Required work: Across the entries below, work out how many lines contain "lawn". Respond with the number and no other text.

Exercise material:
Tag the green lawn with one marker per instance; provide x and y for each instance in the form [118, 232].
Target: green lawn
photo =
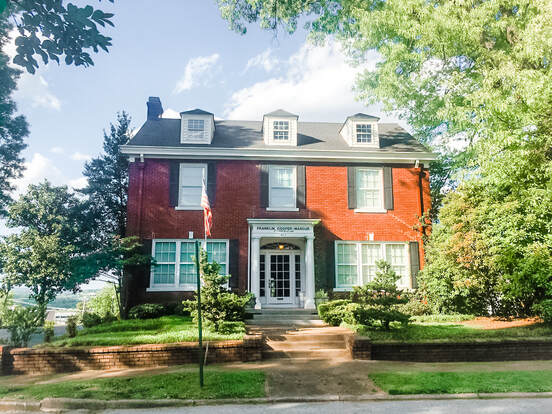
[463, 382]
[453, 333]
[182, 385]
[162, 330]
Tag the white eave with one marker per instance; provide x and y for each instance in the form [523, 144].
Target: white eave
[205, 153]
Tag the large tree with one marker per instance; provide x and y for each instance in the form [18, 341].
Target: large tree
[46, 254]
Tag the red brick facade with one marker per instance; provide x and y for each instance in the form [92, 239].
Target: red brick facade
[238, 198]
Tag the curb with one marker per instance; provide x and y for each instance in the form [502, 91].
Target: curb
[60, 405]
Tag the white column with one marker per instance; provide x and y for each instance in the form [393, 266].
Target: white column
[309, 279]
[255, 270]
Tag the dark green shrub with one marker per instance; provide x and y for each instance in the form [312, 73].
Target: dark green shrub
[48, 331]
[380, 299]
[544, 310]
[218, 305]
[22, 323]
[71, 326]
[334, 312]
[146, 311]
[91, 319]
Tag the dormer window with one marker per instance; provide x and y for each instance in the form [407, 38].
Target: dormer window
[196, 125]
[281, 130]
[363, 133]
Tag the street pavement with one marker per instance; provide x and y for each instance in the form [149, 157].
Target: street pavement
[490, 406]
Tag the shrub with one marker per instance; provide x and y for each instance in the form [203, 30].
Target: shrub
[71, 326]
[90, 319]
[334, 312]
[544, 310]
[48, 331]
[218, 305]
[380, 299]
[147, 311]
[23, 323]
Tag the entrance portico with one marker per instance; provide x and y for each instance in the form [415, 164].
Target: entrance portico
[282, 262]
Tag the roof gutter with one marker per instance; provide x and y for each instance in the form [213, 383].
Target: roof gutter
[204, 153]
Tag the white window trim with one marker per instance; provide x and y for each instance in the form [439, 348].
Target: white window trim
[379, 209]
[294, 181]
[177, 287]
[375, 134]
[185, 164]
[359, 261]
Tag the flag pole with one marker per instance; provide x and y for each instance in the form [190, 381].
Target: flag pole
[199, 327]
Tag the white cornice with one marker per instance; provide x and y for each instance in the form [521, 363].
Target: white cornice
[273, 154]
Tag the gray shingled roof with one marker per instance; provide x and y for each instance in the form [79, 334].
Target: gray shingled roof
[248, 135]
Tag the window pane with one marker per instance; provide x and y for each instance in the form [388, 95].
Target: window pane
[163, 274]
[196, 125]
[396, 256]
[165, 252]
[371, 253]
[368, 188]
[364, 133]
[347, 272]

--

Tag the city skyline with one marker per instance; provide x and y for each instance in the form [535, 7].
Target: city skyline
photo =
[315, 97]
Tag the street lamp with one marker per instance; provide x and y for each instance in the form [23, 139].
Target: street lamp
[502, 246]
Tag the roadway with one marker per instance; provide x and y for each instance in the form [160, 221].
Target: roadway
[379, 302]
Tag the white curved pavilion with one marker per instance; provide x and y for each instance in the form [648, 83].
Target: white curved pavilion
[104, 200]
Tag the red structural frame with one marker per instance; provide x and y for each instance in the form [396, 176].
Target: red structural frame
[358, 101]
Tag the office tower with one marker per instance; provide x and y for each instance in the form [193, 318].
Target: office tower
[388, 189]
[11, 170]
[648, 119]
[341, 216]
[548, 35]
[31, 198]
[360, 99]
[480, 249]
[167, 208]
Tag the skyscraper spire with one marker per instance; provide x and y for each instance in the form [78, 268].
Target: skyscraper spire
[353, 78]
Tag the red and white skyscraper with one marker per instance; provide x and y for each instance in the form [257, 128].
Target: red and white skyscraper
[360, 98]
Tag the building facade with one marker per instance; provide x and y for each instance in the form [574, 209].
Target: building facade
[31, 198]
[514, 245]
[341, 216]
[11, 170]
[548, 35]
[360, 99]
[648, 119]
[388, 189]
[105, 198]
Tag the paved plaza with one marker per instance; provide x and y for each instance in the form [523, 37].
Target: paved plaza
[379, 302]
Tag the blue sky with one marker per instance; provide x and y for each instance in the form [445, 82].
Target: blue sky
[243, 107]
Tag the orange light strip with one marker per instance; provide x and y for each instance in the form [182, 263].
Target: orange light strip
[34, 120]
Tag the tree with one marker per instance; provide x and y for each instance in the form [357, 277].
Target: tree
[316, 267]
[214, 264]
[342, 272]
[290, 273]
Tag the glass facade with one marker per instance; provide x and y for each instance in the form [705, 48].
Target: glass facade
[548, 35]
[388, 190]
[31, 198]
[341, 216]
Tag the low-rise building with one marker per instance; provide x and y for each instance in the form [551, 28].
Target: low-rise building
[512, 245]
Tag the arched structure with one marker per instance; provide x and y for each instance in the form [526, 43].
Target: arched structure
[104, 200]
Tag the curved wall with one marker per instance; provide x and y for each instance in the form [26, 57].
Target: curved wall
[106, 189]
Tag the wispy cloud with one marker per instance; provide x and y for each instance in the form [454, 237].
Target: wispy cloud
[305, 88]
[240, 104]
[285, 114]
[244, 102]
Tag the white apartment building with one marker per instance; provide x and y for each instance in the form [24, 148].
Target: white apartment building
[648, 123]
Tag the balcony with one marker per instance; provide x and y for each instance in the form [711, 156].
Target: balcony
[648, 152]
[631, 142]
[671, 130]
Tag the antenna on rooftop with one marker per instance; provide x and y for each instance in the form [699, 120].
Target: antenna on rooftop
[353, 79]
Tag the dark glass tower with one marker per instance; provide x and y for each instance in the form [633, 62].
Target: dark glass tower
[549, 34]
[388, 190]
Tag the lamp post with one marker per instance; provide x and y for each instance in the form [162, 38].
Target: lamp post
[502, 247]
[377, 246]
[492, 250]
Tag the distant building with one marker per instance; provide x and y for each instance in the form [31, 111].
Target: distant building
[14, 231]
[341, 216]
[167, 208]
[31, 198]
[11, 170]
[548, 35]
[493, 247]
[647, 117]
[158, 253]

Output for this exercise: 2